- [WHAT THIS TASK INVOLVES]: Print, without any change, the lines starting with the line that contains "Task: Where can the white" and running through the end of the records.

Point annotation dataset records:
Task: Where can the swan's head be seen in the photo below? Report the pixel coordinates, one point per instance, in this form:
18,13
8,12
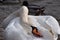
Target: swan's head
24,13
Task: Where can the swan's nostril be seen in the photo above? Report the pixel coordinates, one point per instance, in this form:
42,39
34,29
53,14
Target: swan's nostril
35,32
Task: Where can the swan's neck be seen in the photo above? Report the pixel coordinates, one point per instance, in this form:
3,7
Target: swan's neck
24,14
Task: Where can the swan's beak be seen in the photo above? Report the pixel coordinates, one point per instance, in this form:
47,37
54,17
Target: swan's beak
35,32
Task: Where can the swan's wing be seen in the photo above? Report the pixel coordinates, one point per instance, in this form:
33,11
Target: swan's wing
54,24
14,31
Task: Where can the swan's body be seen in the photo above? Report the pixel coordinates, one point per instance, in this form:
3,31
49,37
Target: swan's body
19,28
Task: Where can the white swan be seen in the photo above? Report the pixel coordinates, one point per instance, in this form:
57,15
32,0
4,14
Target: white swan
18,28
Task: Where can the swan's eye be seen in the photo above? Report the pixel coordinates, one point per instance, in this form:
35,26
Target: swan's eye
36,33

- [WRITTEN RESPONSE]:
Task: Where can the white swan be seen in the photo above? Report the pixel coordinates, one point per instance, in this form:
57,15
32,0
4,14
Target: white swan
18,28
Task: Where can the swan's eye be seen in the photo above? Report the pixel coordinates, one point per instance, in this form:
35,26
Target: swan's eye
36,33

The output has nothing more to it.